Work order: In the forum post about a long-distance relationship, how far apart do the writer and the partner now live?

Page text:
So...I've posted a few times on other people's threads, but I think I need to start my own. I'm fully expecting to be completely flamed, so don't hold back if you want to tell me I'm a horrible person.
I've been with my partner for 12 years. For various reasons related to jobs, after the first few years of living together in the same place, we've since lived apart, in increasingly distance towns. We're now a 4 hour drive from each other. He's freelance, so we do see each other more than just at weekends, but not always, and we can go a while without seeing each other.
This distance is starting to wear on me, has been for about 2 years really, and I feel like there is a wedge between us. i realised it recently when he was away for work, called me, and I didn't want to answer the phone. I just couldn't be bothered...isn't that awful?! And I realised after that, that i've been making excuses not to go down to see him at various weekends. I've been saying it's because I had work to do, but actually, i've quite enjoyed the weekend on my own.

Data excerpts:
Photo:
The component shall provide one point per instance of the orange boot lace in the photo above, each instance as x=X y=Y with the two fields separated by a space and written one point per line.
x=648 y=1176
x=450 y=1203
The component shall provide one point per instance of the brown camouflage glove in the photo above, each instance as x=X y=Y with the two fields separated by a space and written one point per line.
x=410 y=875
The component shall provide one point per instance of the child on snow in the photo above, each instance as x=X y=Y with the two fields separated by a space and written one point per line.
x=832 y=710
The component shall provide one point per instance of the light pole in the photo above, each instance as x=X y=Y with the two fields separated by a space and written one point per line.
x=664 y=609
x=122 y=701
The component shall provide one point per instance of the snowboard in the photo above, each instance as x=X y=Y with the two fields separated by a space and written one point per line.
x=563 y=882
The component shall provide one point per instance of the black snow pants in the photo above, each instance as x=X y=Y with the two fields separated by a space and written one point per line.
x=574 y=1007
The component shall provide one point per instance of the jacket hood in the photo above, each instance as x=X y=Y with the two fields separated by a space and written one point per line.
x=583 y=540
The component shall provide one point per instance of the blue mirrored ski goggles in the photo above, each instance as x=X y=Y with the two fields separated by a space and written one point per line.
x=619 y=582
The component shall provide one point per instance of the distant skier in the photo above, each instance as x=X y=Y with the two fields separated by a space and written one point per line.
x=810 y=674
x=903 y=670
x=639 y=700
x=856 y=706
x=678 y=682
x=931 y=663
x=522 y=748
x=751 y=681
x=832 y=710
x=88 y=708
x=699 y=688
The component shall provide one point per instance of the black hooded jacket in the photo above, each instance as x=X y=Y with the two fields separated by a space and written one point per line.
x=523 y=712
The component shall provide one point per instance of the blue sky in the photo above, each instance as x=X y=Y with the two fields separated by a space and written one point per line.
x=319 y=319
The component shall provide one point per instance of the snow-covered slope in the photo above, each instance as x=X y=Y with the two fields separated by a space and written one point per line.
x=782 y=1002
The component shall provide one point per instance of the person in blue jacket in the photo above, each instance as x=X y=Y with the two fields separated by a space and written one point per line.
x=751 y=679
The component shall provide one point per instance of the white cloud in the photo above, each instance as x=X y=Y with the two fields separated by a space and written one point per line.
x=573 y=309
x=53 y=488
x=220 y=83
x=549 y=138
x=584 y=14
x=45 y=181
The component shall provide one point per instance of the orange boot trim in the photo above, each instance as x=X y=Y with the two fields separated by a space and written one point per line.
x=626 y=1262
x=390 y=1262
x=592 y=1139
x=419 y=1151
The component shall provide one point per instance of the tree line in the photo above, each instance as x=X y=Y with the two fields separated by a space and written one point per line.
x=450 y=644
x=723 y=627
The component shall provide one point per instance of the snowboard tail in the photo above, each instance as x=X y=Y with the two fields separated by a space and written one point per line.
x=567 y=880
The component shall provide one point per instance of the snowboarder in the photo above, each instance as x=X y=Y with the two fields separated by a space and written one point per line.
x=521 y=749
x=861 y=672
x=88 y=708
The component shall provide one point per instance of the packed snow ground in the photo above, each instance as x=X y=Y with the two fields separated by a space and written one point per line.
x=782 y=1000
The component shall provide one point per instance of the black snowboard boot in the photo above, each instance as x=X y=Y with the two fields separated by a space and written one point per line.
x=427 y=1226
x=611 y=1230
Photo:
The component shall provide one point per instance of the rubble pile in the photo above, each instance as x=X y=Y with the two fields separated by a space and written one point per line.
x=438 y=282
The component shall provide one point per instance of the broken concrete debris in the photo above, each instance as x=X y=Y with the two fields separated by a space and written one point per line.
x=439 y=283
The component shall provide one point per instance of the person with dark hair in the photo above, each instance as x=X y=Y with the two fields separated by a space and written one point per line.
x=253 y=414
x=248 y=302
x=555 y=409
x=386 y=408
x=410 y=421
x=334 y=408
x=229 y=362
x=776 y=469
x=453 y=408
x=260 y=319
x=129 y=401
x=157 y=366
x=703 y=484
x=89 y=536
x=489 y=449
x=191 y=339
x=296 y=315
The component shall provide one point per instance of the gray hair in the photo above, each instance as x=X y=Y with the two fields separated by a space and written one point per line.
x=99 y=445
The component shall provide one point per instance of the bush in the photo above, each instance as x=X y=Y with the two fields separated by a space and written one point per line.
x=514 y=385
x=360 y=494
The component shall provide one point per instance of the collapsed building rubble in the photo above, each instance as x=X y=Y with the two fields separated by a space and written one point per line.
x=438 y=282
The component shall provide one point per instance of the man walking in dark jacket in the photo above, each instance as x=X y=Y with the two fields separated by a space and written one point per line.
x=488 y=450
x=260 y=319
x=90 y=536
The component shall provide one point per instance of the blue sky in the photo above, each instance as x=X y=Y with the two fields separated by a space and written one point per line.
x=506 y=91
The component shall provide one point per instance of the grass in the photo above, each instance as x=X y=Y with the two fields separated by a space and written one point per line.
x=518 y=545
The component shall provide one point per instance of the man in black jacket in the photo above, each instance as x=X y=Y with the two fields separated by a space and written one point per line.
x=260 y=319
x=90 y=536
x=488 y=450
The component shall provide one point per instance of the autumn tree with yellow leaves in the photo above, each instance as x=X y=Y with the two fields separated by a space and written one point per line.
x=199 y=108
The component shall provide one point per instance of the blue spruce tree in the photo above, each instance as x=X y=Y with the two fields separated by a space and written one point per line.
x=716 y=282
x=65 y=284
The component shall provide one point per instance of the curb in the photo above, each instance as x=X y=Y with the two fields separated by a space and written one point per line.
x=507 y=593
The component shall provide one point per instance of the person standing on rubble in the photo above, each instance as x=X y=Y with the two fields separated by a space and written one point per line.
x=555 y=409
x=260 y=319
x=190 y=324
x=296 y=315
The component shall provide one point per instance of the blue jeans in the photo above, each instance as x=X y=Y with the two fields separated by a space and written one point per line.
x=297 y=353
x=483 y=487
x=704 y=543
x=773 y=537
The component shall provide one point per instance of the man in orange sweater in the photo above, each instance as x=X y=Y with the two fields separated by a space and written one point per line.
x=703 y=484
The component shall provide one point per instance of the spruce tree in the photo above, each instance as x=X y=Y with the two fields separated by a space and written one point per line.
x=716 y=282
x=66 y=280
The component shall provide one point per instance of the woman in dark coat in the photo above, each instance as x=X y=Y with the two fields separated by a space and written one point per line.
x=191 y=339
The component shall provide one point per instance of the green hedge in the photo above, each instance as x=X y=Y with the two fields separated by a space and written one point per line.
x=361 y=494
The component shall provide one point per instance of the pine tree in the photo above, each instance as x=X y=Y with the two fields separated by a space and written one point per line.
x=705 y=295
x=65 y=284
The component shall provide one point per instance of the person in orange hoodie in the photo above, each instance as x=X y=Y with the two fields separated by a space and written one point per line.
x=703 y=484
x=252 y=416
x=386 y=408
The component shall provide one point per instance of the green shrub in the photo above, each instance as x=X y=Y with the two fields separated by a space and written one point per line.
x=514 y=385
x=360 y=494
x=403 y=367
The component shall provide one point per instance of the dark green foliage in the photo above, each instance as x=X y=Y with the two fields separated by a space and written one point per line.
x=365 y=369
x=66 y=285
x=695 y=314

Response below: A 4-hour drive from each other.